• [EXCERPTED PASSAGE]:
══════════════════════════════
Section : MODERN THOUGHT
Issue Date : 7 / 1988  6,803 Words
Author : Jude P. Dougherty
Jude P. Dougherty is the dean of the Department of Philosophy at the Catholic University of America.

       One could wish that John Paul II had been brought up in the tradition of the English essayist. His present effort will not be applauded for its literary merits or as a great encyclical, but it is nevertheless worthy of attention. Like many papal documents, it suffers from a too formal Latin style, is given to platitudes, and is marred by excessive obeisance to predecessors.
       
        But these weaknesses signal another type of strength, the strength that comes from continuity with the past, John Paul II is at pains to show the conformity of his words with those of his predecessors, and not simply with his immediate predecessors but with the Apostles and Fathers and Doctors of the Church he serves. It is not by accident that the encyclical is written in Latin, for that language is symbolic both of the universality of the Church and of the respect that the Church has for the classical tradition. Its assumption is that the ancients, no less intelligent than we, have something to say across the ages about an unchanging human nature. To study the encyclical is not only to examine the text itself but its grounding in the social theory traditionally endorsed by the Church and in John Paul II's personal training and previous teaching as pope. The encyclical obviously raises questions about the role of episcopacy in the teaching of moral norms.
══════════════════════════════
• [TASK MATERIAL]:
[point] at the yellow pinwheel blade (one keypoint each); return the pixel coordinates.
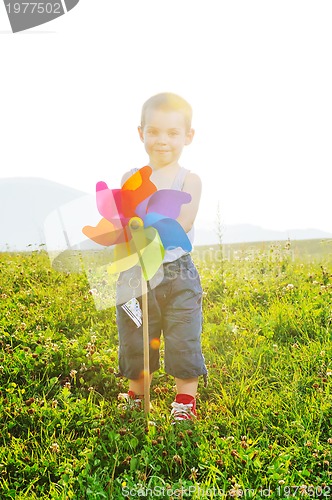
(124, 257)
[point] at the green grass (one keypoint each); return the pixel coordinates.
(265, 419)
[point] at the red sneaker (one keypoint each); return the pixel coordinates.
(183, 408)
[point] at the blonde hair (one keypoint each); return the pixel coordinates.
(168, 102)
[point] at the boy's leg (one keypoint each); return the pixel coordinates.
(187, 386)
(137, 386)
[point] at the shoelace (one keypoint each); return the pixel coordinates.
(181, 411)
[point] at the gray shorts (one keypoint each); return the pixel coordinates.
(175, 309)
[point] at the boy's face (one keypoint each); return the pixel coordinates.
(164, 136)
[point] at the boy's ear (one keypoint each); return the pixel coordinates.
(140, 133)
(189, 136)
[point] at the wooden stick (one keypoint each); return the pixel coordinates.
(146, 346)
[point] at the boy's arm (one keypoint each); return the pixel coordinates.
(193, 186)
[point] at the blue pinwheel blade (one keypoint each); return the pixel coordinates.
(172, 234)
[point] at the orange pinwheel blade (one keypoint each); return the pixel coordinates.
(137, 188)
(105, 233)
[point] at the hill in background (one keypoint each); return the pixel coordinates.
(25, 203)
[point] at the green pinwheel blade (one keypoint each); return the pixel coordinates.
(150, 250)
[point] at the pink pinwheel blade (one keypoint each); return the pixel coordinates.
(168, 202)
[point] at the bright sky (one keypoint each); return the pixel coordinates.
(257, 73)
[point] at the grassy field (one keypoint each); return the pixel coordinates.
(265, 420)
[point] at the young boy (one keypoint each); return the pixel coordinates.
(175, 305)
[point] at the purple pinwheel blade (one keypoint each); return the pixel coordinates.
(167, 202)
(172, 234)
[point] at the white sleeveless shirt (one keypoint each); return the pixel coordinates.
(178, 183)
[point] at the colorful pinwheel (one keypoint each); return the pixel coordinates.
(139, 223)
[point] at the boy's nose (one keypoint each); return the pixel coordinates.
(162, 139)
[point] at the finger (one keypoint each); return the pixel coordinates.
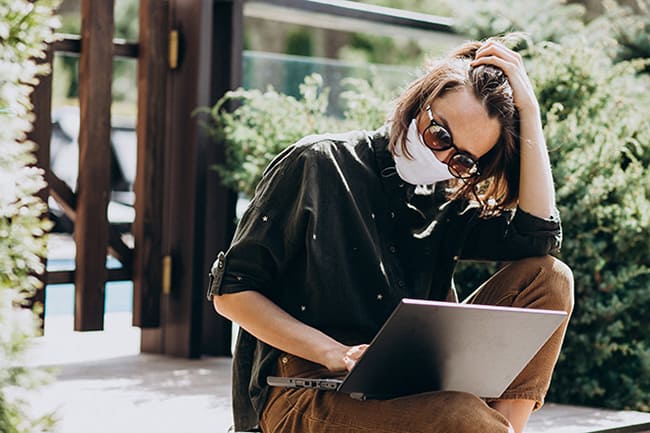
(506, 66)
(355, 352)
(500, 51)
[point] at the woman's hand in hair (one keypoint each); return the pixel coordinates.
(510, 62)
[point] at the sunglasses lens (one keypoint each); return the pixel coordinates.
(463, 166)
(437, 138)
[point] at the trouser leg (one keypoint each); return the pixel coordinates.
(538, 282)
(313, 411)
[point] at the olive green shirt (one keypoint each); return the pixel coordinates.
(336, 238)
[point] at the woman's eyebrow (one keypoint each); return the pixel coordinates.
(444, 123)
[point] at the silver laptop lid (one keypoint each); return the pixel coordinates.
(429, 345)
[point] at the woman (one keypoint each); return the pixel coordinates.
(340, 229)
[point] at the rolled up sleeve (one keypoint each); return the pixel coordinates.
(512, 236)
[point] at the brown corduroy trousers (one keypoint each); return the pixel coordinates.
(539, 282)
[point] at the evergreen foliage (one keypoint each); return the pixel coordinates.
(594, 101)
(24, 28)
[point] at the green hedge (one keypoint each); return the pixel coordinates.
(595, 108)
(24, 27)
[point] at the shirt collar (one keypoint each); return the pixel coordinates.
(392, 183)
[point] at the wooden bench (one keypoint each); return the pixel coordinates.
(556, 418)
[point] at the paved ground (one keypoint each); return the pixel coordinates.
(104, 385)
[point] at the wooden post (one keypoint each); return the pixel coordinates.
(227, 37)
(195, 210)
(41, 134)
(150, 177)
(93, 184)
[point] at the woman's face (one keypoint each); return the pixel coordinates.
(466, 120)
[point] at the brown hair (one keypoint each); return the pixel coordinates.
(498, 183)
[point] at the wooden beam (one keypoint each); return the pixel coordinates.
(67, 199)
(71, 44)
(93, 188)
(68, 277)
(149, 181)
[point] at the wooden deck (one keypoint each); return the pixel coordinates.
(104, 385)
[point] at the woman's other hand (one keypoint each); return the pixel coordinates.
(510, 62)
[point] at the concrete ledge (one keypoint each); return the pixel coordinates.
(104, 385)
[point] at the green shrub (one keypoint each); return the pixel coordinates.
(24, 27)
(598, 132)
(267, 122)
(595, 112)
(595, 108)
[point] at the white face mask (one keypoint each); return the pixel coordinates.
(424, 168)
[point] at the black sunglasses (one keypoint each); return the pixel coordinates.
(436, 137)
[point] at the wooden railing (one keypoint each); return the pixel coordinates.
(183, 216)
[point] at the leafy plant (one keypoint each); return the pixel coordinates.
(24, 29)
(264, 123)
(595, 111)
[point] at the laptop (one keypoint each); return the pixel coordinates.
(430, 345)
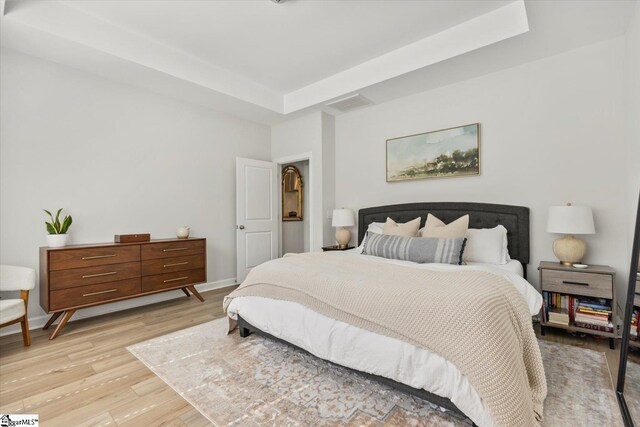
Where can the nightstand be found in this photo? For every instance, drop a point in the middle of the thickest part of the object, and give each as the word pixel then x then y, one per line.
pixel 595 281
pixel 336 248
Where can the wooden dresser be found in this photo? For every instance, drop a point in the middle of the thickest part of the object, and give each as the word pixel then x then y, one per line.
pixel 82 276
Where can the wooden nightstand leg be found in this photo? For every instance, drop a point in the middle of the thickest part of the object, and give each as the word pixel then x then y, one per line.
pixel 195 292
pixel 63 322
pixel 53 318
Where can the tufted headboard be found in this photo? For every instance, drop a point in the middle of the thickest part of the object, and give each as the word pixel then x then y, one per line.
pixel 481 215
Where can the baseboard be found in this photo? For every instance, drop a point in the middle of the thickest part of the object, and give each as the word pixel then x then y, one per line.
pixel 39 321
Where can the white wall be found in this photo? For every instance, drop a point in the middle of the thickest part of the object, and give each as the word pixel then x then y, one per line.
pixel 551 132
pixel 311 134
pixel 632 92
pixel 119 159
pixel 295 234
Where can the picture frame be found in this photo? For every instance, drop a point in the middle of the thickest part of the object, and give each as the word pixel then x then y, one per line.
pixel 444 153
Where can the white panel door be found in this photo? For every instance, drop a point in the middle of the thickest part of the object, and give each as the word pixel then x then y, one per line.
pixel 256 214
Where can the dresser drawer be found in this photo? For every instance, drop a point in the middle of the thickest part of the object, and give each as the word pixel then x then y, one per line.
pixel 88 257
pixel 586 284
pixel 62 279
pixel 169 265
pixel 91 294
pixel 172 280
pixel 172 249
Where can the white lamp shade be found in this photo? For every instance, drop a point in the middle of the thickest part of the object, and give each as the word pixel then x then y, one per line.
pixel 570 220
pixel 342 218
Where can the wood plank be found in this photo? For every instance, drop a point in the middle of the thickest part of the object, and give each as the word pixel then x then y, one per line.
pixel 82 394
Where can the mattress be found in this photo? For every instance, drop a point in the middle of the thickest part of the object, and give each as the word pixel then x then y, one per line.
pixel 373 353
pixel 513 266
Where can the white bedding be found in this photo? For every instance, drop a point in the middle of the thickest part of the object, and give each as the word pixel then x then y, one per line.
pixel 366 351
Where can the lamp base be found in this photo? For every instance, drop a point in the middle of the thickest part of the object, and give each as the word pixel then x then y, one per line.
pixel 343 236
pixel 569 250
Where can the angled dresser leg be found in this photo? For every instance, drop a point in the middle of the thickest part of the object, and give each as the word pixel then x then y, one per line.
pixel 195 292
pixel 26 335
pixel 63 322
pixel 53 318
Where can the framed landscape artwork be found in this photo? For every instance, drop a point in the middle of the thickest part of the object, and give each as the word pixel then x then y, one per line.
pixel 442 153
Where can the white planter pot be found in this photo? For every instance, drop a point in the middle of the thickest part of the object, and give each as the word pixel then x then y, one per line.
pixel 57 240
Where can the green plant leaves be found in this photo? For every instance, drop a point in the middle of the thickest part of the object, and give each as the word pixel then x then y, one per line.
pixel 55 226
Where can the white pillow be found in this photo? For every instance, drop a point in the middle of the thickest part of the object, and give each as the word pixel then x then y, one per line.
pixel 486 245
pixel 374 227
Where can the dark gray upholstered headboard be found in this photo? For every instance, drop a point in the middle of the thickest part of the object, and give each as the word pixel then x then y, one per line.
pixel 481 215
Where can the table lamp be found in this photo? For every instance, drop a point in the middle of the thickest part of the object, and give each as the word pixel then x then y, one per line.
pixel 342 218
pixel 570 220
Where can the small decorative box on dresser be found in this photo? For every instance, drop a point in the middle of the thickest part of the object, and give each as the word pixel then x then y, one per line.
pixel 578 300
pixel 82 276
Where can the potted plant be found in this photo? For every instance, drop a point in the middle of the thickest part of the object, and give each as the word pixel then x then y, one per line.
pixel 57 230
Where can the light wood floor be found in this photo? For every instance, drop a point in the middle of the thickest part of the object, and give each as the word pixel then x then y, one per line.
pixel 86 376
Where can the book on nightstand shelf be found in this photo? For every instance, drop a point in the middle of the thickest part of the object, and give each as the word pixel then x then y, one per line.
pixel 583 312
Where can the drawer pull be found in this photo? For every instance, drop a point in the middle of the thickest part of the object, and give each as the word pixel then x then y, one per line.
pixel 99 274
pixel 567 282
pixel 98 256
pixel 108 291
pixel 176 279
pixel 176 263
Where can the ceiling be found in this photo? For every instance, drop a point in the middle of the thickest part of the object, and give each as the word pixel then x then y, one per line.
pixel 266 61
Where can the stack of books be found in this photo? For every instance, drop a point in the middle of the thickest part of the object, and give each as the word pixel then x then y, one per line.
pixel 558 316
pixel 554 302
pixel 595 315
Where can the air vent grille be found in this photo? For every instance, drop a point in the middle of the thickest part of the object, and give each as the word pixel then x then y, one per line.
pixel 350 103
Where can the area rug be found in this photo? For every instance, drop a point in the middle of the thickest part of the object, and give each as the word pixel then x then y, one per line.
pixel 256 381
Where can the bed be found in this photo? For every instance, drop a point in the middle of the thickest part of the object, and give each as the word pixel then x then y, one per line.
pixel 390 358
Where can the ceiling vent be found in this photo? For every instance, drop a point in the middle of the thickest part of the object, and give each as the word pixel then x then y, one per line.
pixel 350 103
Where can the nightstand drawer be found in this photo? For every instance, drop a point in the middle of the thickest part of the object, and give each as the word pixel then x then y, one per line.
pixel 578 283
══════════════════════════════
• [WHAT TO DO]:
1. Please reproduce the lines of the listing, beginning at the line that contains "Where can the lamp" and stopping after the line that contains "pixel 569 250".
2. Go on with the essay on John Paul II's encyclical from the point where it stops.

• [EXERCISE ANSWERS]:
1.
Where can the lamp base be found in this photo? For every instance, drop a point in the middle of the thickest part of the object, and give each as the word pixel then x then y, one per line.
pixel 343 236
pixel 569 250

2.
        Because a papal encyclical is an attempt to reach the whole world, it is more general in tone than a document addressing a particular nation or region. As its prose demonstrates, it is difficult to address the whole of the human race at once. Nevertheless, certain principles come through. Like the first principle of the moral order, "Do good and avoid evil," it mandates no particular conclusion. John Paul II readily admits, "The Church does not have technical solutions to offer."
       
        Like his predecessor Leo XIII, in his famous encyclical Rerum Novarum (1891), John Paul II addresses the so-called social question. Only this time the social question has a global dimension. In the nineteenth century, that term was used to designate the problems northern Europe faced in the aftermath of the Industrial Revolution, as masses of people migrated to urban centers only to be exploited as laborers. Low wages, inadequate housing, and the disintegration of family life led to problems never before encountered on such a massive scale.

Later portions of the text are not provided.